Problem statement =>
Transcribe the listing below only from the line with "mind finding the man's hand" up to and including the line with "mind finding the sneaker".

Stored data =>
------------

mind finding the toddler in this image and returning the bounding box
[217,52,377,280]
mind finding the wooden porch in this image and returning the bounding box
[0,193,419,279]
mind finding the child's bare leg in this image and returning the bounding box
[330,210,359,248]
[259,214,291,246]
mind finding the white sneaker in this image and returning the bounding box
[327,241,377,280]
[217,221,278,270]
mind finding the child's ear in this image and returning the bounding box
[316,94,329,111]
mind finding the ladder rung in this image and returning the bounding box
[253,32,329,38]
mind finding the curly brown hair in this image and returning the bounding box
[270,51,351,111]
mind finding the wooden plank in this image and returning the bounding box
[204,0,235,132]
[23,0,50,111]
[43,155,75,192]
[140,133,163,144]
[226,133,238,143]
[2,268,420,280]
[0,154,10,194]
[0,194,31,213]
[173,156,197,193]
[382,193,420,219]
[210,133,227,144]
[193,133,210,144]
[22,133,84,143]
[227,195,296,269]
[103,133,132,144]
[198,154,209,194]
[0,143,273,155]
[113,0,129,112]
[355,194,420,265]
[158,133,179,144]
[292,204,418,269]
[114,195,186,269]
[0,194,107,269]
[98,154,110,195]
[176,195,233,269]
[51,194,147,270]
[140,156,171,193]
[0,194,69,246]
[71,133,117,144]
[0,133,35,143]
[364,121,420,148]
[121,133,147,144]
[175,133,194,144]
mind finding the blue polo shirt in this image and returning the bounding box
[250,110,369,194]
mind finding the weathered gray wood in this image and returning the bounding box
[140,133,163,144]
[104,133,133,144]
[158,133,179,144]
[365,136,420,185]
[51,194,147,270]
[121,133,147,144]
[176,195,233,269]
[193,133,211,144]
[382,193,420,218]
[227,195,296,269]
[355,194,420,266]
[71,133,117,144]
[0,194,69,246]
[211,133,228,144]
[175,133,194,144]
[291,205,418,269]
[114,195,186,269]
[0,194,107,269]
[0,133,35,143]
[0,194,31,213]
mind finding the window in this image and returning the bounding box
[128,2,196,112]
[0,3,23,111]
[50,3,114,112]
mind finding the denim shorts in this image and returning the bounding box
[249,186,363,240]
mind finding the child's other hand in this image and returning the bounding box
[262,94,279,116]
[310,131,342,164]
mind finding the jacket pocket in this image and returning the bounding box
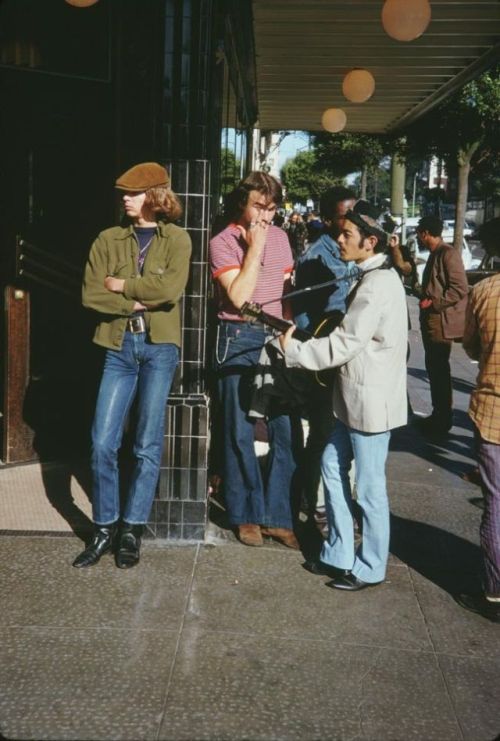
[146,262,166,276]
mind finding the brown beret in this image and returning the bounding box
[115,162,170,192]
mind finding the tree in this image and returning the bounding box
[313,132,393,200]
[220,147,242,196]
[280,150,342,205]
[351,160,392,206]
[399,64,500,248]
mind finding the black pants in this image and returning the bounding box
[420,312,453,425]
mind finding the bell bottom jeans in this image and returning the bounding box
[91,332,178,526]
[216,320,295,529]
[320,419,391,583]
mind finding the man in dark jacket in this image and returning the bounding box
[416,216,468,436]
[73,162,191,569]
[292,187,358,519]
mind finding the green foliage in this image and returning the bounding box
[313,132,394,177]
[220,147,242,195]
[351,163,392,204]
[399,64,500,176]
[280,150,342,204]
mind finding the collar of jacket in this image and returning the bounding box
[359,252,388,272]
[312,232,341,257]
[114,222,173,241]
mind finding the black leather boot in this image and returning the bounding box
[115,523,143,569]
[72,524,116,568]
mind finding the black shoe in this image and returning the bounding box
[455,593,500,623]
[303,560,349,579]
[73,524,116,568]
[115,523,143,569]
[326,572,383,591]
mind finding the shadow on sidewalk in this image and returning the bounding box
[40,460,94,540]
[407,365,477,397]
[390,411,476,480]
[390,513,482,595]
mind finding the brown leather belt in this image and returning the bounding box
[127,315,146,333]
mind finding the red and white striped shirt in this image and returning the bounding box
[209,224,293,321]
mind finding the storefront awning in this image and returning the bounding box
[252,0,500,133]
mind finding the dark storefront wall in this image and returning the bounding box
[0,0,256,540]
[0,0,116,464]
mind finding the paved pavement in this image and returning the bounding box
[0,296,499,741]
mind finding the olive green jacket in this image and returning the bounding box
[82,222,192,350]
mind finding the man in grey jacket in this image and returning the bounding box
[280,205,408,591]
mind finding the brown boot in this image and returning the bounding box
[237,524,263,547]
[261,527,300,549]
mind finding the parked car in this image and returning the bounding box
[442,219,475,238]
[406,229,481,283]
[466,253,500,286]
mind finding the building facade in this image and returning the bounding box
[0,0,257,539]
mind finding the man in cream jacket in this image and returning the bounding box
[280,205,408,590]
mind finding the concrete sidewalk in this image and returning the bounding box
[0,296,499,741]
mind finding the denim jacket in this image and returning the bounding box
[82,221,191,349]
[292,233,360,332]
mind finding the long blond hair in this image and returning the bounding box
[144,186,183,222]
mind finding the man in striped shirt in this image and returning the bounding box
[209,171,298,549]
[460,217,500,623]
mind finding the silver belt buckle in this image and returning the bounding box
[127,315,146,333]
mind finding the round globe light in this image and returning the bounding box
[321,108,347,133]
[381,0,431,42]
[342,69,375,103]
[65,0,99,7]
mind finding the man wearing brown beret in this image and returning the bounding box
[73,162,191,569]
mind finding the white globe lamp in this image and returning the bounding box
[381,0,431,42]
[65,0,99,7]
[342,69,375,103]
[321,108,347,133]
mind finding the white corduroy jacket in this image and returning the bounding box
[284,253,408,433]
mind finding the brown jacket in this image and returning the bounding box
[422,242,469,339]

------------

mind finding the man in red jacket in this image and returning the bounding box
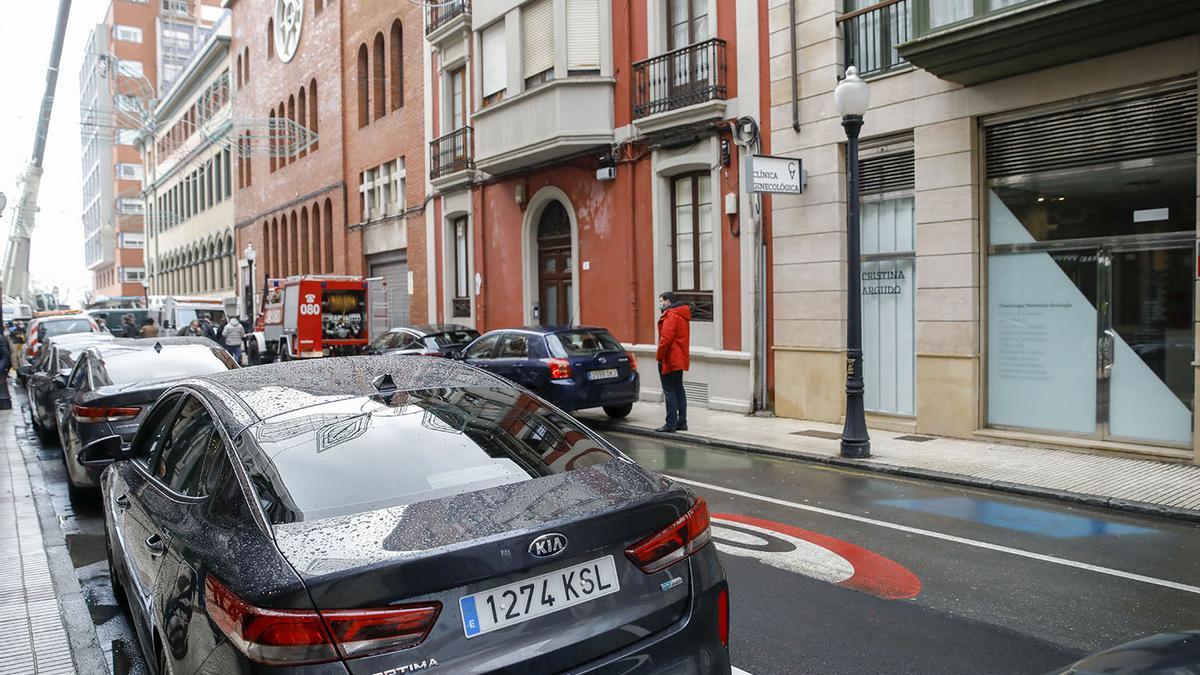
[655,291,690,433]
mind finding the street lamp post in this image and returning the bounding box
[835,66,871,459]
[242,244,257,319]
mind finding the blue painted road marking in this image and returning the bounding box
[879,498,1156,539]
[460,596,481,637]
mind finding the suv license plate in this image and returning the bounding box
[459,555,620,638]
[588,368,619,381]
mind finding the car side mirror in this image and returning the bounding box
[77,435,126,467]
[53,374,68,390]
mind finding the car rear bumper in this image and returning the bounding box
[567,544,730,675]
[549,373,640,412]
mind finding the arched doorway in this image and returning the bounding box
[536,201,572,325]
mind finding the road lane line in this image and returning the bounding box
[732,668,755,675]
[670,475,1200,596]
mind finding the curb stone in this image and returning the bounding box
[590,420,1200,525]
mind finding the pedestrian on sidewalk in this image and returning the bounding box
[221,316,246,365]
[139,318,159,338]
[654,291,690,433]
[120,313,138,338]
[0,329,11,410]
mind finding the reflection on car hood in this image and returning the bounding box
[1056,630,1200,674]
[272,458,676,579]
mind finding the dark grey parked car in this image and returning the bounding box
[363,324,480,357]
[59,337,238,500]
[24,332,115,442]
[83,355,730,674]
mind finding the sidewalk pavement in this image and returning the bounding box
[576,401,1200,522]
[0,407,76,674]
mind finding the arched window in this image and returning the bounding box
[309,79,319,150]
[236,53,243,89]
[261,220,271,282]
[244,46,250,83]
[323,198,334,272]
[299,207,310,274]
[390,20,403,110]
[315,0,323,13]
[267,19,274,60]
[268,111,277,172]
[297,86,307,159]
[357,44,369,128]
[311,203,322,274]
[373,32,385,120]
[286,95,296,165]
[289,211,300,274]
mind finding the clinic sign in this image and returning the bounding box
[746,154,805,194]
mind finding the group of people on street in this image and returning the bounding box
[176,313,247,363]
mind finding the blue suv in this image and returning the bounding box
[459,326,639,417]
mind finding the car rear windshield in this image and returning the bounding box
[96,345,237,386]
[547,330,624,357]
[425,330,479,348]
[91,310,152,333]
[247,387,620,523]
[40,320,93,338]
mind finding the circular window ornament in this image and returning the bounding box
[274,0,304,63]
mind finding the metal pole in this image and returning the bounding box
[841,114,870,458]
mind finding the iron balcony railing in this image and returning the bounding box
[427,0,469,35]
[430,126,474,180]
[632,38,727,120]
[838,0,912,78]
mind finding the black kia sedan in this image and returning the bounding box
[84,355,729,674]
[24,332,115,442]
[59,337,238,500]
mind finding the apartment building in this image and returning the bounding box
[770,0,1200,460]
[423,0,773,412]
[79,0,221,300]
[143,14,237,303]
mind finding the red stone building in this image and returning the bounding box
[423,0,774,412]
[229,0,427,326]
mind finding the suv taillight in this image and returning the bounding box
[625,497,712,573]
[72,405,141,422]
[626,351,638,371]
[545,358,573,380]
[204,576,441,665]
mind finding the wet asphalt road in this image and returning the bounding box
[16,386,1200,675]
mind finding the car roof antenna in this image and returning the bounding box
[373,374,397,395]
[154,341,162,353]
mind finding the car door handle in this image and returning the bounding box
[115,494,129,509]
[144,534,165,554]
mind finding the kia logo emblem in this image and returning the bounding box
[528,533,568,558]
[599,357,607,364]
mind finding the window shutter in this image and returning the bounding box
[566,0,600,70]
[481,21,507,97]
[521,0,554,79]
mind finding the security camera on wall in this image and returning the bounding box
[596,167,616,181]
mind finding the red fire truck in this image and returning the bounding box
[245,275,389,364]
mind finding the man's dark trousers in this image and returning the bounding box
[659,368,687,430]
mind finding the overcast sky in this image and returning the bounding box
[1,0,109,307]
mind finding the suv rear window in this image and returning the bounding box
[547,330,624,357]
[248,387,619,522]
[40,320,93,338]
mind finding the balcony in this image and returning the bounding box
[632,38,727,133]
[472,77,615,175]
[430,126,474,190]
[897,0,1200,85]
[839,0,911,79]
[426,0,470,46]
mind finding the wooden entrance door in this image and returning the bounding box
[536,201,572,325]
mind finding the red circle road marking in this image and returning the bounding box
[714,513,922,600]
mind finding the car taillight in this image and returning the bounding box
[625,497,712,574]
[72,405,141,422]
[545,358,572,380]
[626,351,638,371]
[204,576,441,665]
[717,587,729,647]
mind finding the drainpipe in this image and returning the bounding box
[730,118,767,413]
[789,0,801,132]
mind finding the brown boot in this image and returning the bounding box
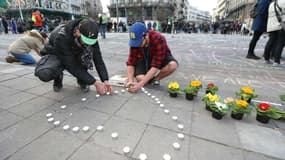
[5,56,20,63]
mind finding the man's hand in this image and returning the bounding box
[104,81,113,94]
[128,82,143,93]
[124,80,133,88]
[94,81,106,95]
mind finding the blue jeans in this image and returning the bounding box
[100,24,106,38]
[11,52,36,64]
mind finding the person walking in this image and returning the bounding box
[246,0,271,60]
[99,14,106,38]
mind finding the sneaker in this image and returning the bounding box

------------

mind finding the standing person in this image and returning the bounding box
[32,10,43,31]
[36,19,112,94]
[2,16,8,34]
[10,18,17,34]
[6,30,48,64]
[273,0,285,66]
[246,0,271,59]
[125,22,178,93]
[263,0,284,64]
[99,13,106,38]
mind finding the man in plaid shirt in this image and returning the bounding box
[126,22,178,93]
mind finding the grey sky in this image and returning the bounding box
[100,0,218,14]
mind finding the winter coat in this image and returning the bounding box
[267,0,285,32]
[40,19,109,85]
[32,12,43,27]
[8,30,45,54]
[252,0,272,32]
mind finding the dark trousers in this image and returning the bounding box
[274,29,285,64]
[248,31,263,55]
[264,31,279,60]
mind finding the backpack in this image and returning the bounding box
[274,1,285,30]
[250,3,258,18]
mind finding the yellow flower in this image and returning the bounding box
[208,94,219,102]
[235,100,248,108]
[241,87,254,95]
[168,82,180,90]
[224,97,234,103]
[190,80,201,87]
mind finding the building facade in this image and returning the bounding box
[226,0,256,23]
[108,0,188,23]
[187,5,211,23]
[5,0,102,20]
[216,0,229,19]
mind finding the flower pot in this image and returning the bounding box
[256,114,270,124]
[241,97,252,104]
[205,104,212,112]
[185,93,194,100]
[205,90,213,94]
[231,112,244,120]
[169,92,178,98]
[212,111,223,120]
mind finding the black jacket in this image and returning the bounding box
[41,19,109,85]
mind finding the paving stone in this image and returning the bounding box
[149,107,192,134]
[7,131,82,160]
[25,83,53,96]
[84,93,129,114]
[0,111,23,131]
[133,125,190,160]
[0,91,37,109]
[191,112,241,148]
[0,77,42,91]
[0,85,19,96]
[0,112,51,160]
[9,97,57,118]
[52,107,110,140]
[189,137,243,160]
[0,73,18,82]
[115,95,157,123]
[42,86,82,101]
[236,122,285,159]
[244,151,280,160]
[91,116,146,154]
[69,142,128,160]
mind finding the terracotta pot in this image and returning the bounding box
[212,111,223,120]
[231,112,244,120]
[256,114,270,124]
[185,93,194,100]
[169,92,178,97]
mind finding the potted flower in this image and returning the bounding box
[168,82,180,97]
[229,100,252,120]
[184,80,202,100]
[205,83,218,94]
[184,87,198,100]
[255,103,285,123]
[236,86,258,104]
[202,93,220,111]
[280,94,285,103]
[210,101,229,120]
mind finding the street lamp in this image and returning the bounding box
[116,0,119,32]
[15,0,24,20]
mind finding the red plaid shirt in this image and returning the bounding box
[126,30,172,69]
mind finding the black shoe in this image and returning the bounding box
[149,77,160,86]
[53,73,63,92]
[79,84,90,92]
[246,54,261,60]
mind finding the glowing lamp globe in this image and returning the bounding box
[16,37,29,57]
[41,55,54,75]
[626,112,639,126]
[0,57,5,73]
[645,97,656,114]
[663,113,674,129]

------------

Worked solution =>
mind finding the man's hand in this image and returning the bounding box
[104,81,113,94]
[128,82,143,93]
[124,80,133,88]
[94,81,106,95]
mind finding the blue jeans in this image and returning the bounding box
[100,24,106,38]
[11,52,36,64]
mind finding the person walking in this image and returning the bounding box
[246,0,271,60]
[99,14,106,38]
mind finding the sneaker in this image and returning the bounding box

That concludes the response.